| Request |
Pull out every line of the items below and copy each one word for word, in the same order.

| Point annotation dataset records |
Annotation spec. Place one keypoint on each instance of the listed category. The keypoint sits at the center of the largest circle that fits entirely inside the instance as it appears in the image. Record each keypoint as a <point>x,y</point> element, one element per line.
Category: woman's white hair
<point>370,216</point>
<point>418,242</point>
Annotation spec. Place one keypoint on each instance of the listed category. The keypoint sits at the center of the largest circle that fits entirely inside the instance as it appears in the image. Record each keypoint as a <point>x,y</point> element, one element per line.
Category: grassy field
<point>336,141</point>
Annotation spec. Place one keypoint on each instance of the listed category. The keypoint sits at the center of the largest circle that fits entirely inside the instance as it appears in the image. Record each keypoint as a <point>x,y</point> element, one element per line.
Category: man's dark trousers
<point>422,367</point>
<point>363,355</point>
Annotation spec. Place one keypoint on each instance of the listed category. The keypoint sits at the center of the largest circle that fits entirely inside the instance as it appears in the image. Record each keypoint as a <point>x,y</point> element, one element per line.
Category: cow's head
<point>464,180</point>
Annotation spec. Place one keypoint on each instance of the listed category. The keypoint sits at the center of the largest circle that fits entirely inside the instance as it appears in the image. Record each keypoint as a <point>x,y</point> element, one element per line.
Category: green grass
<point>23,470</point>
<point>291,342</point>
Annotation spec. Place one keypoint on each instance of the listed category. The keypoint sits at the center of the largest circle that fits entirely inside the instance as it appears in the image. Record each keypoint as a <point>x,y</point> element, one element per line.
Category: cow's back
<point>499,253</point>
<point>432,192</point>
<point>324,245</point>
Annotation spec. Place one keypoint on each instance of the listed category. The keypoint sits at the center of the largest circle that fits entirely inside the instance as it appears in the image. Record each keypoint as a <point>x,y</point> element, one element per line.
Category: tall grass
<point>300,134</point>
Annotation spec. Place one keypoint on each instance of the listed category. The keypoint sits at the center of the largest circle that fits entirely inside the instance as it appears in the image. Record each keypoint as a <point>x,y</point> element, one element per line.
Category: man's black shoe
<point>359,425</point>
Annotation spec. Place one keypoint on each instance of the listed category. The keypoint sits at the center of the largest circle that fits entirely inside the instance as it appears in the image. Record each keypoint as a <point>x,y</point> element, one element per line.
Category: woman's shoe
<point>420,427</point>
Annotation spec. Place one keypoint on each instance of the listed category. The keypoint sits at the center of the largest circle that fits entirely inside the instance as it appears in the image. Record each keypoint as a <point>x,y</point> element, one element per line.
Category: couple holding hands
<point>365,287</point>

| Answer below |
Annotation spec. Place one keypoint on each instance of the listed category. The keypoint sits at the center of the largest circle that fits entirely inside the instance as it appears in the image. Record each keypoint as a <point>x,y</point> element, one element per line.
Category: woman's white hair
<point>370,216</point>
<point>418,242</point>
Annotation spec. Place one keypoint on each instance of the listed category. The keypoint sits at the center of the largest circle that fits entirely inside the instance as it appears in the image. Record each keypoint as a <point>x,y</point> element, one element per line.
Category: grassy field
<point>336,141</point>
Annotation spec. Place one keypoint on each instance of the listed category. The keypoint sits at the center of the largest circle that fits entirely inside the instance as it appears in the image. Record each keypoint as a <point>x,y</point> element, one element per line.
Category: man's dark trousers
<point>422,367</point>
<point>363,355</point>
Annotation spec. Place one keypoint on each instance of the listed category. The keypoint sits at the center of the largest circle that fits entirely inside the instance as it appears in the image. Record each keypoint as a <point>x,y</point> element, one element per line.
Category: cow's head
<point>464,180</point>
Annotation spec. Place one keypoint on each instance of the listed category. The keypoint sits at the center of the largest circle that fits entirely inside the instance as it appears in the image. Record each keypoint as a <point>x,y</point> element, one element per line.
Category: green grass
<point>23,470</point>
<point>291,342</point>
Annotation spec. Place one keypoint on each instance of the listed category. The keypoint sits at the center of the largest circle that fits entirely inside the instance as it appears in the image. Record each keypoint as a <point>x,y</point> element, one element per line.
Category: cow's back
<point>499,253</point>
<point>432,192</point>
<point>324,245</point>
Annotation spec. Place one keypoint on each instance of the listed category. The keypoint sits at the center of the largest circle that fits entirely inside the instance as it appears in the image. Record each keypoint as a <point>x,y</point> element, one element per line.
Category: tall grass
<point>300,134</point>
Annotation spec. Place one keypoint on each instance of the listed category. The keypoint sits at the center of the largest circle that fits entirely inside the instance as it appears in the image. Record each keypoint as a <point>x,y</point> element, one element per line.
Category: man's black shoe
<point>359,425</point>
Annotation spec. Place one keypoint on each instance of the listed category. The keypoint sits at the center of the largest circle that fits entirely inside the instance as it appears in the image. Record each keypoint as a <point>x,y</point> element, one element per line.
Category: woman's shoe
<point>420,427</point>
Annotation spec. Place one keypoint on each instance of the listed category. The keypoint sits at the center of the largest circle that fits entirely inside the instance as it appears in the image. Record each keypoint as a <point>x,y</point> element, one element per line.
Category: couple holding hands
<point>365,287</point>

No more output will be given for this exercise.